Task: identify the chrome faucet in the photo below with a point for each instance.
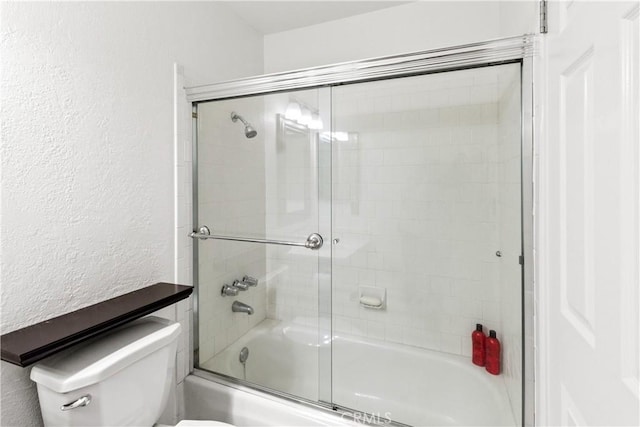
(240, 307)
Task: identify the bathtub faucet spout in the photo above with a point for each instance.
(240, 307)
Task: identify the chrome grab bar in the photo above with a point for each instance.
(314, 241)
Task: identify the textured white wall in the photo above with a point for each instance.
(87, 151)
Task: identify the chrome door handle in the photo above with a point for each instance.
(83, 401)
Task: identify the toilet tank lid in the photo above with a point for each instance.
(97, 359)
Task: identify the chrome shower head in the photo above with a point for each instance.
(249, 131)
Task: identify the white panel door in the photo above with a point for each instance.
(588, 217)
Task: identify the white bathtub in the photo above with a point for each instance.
(407, 384)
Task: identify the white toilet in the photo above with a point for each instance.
(122, 378)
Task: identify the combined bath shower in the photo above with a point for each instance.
(249, 131)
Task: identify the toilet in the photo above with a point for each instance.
(122, 378)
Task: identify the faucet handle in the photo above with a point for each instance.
(251, 281)
(240, 285)
(229, 291)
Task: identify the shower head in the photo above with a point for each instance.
(249, 131)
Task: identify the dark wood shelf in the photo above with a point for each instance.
(26, 346)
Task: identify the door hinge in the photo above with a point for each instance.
(544, 28)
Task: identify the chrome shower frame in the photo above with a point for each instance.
(520, 49)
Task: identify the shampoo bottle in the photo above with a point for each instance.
(492, 361)
(478, 339)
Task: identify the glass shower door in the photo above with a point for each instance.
(427, 219)
(263, 175)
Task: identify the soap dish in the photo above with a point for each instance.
(372, 298)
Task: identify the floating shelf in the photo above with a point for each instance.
(26, 346)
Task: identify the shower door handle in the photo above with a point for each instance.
(314, 240)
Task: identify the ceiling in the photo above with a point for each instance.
(275, 16)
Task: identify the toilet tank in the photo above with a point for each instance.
(127, 373)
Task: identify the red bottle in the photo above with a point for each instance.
(493, 354)
(478, 345)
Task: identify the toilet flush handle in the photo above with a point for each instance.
(83, 401)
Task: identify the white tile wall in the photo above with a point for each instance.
(417, 209)
(230, 201)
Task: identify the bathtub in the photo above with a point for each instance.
(392, 381)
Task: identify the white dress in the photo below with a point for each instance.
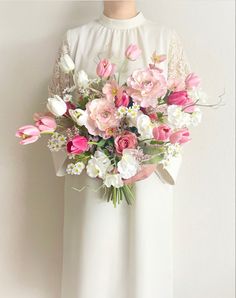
(122, 252)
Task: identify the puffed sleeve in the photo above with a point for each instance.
(58, 82)
(178, 68)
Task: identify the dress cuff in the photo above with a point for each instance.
(169, 173)
(60, 160)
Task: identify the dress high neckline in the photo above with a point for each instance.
(133, 22)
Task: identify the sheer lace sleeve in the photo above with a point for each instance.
(59, 80)
(57, 83)
(178, 64)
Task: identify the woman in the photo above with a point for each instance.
(123, 252)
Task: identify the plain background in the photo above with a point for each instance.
(31, 210)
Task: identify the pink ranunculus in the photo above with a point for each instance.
(122, 99)
(162, 132)
(126, 140)
(77, 145)
(46, 124)
(105, 68)
(132, 52)
(28, 134)
(192, 81)
(145, 86)
(180, 136)
(101, 116)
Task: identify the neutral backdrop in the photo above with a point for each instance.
(31, 210)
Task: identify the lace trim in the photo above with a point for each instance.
(59, 80)
(178, 64)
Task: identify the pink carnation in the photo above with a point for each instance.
(146, 86)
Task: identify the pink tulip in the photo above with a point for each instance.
(77, 145)
(105, 68)
(181, 136)
(132, 52)
(162, 132)
(28, 134)
(46, 124)
(192, 81)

------------------------------------

Set down the material again exactly. Don't carry over any pictures.

Task: identify the chrome faucet in the photo below with a point for each instance.
(240, 307)
Task: identify the bathtub faucet spout in the photo above with a point for each instance.
(240, 307)
Task: identify the chrome grab bar in the photo above with a point for each instance.
(314, 241)
Task: identify the textured white wall in the photo above with a point for each instance.
(87, 151)
Task: identify the chrome door handle in the photo above with a point for each instance.
(83, 401)
Task: identify the toilet tank lid in the photo above with a point for each instance.
(97, 359)
Task: identify the chrome shower head in the photo above with a point for each instance.
(249, 131)
Task: identify the white panel door in the photo above with a point for each instance.
(588, 217)
Task: identify the white bathtub in the photo above with a point for each instance.
(407, 384)
Task: identify the white toilet in the photo above with a point for each instance.
(122, 378)
Task: identify the combined bath shower in the photo above with a point for each instance.
(249, 131)
Task: identify the toilet in the photo above with a point for each instance.
(122, 378)
Task: identify the faucet handle in the photo above with a point for each instance.
(251, 281)
(240, 285)
(229, 291)
Task: identify the shower head in the photo above with a point for each instance.
(249, 131)
Task: identify the dark wood shelf in the photo above with a point for each instance.
(26, 346)
Task: identify the door hinge in the photo above with a point for each instance.
(544, 28)
Task: identify the chrome shower frame in the photo above with a point for each instance.
(520, 49)
Task: identify the shampoo bottle in the photo above with a point for each instance.
(492, 361)
(478, 339)
Task: identify the glass shower door in the photo above with a point for each instance.
(427, 219)
(263, 175)
Task: identify the soap dish in the photo above with a point for each instance.
(372, 298)
Task: identify the floating shelf in the photo above with a point for each instance.
(26, 346)
Task: identify the shower door handle in the photo above with a point for each instance.
(314, 240)
Task: identify the ceiling in the photo above with a point for each instance.
(275, 16)
Task: identify the toilet tank in the photo above with a point for each instance.
(127, 373)
Task: identify the red bottle in the photo above with a point for each instance.
(493, 354)
(478, 345)
Task: identify the toilet flush handle in the photo above with a point for each instance.
(83, 401)
Task: identify the white tile wall in the photo above with a point for each instance.
(417, 209)
(230, 201)
Task: identify the bathtub in the photo above with a point for each instance.
(392, 381)
Task: identify the white dress in the photo below with a point for each instance.
(122, 252)
Task: identify the puffed sleeve in the photo above with a point for each instance.
(58, 82)
(178, 68)
Task: identify the dress cuff in the photo above with a point for each instance.
(169, 173)
(60, 160)
Task: identify the dress high neckline in the photo above with a point for each instance.
(133, 22)
Task: identify the sheer lace sleeve in the photo above with a point for each instance.
(59, 80)
(57, 83)
(178, 64)
Task: identify the woman in the photo above with a point for each instance.
(123, 252)
Task: identify the plain background in the photo above with a point for each instance.
(31, 210)
Task: identify the pink ranunculus in the photo above with a point for each instance.
(122, 99)
(162, 132)
(126, 140)
(77, 145)
(46, 124)
(105, 68)
(132, 52)
(28, 134)
(192, 81)
(145, 86)
(180, 136)
(101, 116)
Task: identify the neutral backdrop in the photo above with a point for each instance.
(31, 210)
Task: identify the lace trim in the photo above with a point for each instance.
(59, 80)
(178, 64)
Task: identify the pink carnation in the photo above with a point for each instance.
(146, 86)
Task: identify the pink tulip in the photo above with a point for each instance.
(77, 145)
(105, 68)
(181, 136)
(132, 52)
(162, 132)
(28, 134)
(46, 124)
(192, 81)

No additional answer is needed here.